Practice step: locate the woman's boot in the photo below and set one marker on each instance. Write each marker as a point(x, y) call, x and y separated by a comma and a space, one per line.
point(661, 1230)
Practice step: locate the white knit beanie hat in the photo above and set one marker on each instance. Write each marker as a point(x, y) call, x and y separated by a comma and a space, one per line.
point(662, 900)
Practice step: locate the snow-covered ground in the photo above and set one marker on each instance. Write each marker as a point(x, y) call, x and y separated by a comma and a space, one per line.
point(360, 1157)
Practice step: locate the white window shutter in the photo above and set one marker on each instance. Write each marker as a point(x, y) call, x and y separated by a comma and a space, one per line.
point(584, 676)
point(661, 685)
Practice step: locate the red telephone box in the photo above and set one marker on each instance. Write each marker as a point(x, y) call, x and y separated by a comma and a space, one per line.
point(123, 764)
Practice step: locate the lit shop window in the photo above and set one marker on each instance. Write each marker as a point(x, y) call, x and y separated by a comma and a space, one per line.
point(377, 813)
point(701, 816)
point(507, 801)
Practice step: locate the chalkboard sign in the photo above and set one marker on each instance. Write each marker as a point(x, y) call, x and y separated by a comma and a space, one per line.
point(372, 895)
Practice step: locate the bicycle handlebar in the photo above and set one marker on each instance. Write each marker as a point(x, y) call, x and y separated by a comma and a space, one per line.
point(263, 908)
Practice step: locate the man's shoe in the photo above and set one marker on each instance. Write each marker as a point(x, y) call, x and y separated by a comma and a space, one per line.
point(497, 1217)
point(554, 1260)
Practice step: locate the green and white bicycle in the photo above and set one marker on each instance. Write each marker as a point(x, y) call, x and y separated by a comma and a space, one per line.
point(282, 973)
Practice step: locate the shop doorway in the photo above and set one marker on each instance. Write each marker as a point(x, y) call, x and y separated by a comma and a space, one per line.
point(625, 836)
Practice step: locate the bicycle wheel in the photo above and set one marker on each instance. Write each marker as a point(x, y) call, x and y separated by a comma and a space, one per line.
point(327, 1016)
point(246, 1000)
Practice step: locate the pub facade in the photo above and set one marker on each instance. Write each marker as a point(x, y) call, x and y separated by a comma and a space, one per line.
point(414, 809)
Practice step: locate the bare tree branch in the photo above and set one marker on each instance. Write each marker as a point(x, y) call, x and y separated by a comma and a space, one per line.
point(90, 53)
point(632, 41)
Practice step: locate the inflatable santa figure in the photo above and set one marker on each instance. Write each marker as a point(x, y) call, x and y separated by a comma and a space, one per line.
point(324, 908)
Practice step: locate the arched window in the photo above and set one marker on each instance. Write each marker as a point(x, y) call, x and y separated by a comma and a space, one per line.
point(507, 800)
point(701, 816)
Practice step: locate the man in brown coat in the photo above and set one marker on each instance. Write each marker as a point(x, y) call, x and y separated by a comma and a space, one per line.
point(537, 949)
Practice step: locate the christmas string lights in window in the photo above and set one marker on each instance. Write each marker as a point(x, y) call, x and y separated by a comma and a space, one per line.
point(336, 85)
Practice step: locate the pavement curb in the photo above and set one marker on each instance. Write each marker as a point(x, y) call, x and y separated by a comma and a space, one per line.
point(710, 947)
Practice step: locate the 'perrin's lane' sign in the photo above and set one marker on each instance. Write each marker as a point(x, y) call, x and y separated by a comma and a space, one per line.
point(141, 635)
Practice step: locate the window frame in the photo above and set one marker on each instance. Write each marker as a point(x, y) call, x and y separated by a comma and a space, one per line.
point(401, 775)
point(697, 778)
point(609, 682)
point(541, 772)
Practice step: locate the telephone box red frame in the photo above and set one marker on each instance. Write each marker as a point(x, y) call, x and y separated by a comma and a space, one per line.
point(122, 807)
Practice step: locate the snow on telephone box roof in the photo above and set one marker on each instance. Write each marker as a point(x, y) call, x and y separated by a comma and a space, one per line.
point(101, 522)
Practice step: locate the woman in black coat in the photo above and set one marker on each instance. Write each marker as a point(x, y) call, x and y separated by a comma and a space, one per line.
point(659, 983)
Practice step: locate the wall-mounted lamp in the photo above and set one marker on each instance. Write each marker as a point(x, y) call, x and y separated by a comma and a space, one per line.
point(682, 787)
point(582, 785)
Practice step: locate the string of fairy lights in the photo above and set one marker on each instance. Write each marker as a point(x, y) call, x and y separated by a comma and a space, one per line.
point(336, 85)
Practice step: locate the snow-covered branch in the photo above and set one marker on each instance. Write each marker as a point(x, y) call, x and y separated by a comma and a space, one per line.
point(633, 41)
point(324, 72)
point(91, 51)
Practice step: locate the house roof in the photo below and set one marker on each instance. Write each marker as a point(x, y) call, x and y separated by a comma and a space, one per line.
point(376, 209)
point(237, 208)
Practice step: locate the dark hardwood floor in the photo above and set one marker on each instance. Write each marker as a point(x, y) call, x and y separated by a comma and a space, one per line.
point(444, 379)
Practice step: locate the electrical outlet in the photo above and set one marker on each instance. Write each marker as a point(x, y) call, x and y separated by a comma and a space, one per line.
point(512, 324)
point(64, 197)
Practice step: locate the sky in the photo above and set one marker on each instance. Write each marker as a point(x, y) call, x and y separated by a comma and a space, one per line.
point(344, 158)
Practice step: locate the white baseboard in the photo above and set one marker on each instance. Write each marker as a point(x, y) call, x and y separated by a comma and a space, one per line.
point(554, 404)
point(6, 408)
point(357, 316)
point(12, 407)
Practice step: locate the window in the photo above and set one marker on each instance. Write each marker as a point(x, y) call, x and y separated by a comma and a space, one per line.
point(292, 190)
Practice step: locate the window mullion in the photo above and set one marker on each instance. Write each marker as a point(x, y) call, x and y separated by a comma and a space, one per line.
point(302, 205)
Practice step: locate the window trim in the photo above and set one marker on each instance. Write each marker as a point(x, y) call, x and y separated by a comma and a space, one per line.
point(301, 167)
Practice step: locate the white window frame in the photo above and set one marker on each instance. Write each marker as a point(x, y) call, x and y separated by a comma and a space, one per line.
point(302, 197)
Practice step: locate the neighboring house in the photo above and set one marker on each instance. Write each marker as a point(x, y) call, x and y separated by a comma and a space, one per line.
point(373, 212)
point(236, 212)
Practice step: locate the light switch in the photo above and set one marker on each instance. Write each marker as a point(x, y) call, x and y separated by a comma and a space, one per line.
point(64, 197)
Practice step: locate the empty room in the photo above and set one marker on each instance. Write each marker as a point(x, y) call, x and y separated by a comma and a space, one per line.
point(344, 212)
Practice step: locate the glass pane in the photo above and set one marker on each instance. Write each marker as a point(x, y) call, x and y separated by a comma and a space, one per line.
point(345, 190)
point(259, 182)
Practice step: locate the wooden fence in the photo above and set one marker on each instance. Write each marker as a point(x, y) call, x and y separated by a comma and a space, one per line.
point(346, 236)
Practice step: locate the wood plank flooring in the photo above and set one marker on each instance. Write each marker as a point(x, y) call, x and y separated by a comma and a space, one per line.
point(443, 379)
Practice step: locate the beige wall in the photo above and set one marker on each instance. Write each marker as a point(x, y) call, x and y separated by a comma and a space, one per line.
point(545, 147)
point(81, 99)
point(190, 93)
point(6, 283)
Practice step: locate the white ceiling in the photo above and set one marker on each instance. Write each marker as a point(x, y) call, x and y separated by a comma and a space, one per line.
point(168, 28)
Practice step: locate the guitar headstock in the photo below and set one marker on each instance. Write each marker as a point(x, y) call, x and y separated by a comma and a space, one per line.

........

▸ TASK TO COMPLETE: Can you quote, word for word, the part of the records that opens with the line containing "Practice step: locate the white window shutter" and closes with the line containing "point(661, 685)"?

▸ ANSWER TO THIS TASK:
Practice step: locate the white window shutter in the photo above and set one marker on each instance. Write each marker as a point(x, y) call, x and y separated by a comma and a space, one per line.
point(584, 676)
point(661, 685)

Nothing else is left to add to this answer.